> [Check your understanding]:
1. Revise the low-carb eating post from "In that spirit, I'm" to "and other conditions.", putting "nutritionist" in place of "dietitian".
2. In the low-carb eating post, what full-time position does the writer hold at the veterans hospital?

(Excerpted text)

I'm a voracious reader. I read a lot of blogs and articles online in addition to books, newspapers, and other printed materials. My favorite posts are those that are written honestly and openly about personal thoughts, beliefs, and experiences, and I have seen a lot of these in recent days.
In that spirit, I'm going to be honest here as well. I'm so happy to have this website and very appreciative of my small but growing readership. I'm absolutely committed to following and promoting a low-carb, whole foods, ancestral lifestyle, but also feeling a bit conflicted these days. As some of you may know, I have a full-time position as an outpatient dietitian and certified diabetes educator at a large veterans hospital. This job is unquestionably the best one I've ever had. The vets I counsel have been through unimaginable horrors to serve our country, and many are now dealing with their own personal hell of chronic disease, mental health issues, and financial uncertainty. The vast majority are kind and appreciative for any advice on eating to improve their blood sugar, weight, cholesterol, and other conditions.
Carbohydrate restriction is clearly the way to manage diabetes, obesity, and hypertriglyceridemia, and that is always my first recommendation. Unprocessed foods are right up there as well. But what about Paleo/Primal eating? Consuming grass-fed beef, organic poultry and dairy, pastured eggs, and organic fruits and vegetables is undeniably healthy, but for people who are barely getting by financially, it's almost impossible to do. This lifestyle is extremely expensive if practiced on a regular basis. In addition to veterans, there are thousands of people who are unemployed or underemployed, have lost their homes, or are otherwise struggling to make ends meet. I've spoken to veterans who have to decide between taking medications and purchasing food, and it's well known that many senior citizens face this dilemma as well. Perhaps even a few people reading have some misgivings about spending so much on food at this time.
By all means, purchase the healthiest foods you can comfortably afford to. I buy organic, grass-fed, and/or pastured almost exclusively. But if doing so was stretching us financially, I'd definitely cut back on the pricier items while continuing to eat low carb. A fast food burger, no bun, and a side salad is a perfectly accceptable meal for someone with limited funds. All eggs supply protein of the highest biological value, along with the B vitamin choline and the antioxidants lutein and zeaxanthine. Poultry and beef raised conventionally are nutritional powerhouses and a pretty good value. Are these foods "optimal" for health? No, but they're still beneficial and far superior to what many are currently eating, such as a large bowl of cereal with nonfat milk and orange juice for breakfast.

(End Excerpted text)
(Entries provided)

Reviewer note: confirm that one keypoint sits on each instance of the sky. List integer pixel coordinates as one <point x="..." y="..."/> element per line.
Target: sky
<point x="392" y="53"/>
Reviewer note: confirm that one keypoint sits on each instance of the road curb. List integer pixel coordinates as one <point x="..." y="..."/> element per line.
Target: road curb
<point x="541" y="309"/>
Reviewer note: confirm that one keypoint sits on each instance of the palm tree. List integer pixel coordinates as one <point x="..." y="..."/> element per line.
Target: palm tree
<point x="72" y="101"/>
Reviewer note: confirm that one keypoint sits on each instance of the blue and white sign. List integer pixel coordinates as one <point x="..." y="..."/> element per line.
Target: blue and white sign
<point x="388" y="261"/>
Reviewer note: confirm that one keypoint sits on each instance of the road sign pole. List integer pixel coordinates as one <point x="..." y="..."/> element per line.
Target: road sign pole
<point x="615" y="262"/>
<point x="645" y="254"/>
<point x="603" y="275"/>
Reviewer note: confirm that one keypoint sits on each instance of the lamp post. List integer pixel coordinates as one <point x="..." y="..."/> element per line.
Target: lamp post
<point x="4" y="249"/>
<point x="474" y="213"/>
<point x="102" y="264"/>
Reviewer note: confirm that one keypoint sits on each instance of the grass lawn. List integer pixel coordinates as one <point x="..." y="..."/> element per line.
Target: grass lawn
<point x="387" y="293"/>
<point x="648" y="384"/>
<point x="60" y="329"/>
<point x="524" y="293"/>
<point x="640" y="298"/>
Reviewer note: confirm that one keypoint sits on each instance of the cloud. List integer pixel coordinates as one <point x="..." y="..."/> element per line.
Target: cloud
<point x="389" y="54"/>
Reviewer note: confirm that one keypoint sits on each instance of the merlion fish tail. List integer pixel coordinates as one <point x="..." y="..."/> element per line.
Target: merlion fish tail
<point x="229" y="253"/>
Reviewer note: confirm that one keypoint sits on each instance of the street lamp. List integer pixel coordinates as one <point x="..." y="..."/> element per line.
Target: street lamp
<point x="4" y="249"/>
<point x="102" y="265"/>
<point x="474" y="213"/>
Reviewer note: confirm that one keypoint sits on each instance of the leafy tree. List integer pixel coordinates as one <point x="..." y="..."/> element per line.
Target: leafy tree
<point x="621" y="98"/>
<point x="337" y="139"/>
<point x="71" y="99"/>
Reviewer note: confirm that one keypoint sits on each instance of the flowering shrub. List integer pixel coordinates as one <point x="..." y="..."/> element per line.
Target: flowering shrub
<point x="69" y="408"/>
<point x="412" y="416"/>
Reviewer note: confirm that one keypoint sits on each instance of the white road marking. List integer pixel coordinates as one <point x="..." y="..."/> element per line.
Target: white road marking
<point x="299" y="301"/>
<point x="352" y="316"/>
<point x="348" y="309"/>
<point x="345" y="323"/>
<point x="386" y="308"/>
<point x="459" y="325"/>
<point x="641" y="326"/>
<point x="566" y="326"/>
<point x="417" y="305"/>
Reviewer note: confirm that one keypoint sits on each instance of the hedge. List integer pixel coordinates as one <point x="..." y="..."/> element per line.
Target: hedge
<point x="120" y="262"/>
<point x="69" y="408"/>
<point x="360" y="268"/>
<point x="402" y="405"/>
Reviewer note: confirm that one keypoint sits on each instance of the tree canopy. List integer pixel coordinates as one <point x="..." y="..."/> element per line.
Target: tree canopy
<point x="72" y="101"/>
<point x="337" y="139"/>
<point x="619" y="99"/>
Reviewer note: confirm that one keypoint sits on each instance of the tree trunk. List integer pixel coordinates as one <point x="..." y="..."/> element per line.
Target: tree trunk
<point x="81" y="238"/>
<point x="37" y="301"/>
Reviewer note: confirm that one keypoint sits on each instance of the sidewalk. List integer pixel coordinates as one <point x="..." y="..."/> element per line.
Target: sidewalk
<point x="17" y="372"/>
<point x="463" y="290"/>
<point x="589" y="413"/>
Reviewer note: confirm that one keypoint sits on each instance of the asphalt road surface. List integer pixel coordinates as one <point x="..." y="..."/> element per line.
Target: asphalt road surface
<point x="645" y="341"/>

(End Entries provided)

> [Responses for each task]:
1.
In that spirit, I'm going to be honest here as well. I'm so happy to have this website and very appreciative of my small but growing readership. I'm absolutely committed to following and promoting a low-carb, whole foods, ancestral lifestyle, but also feeling a bit conflicted these days. As some of you may know, I have a full-time position as an outpatient nutritionist and certified diabetes educator at a large veterans hospital. This job is unquestionably the best one I've ever had. The vets I counsel have been through unimaginable horrors to serve our country, and many are now dealing with their own personal hell of chronic disease, mental health issues, and financial uncertainty. The vast majority are kind and appreciative for any advice on eating to improve their blood sugar, weight, cholesterol, and other conditions.

2. Outpatient dietitian and certified diabetes educator.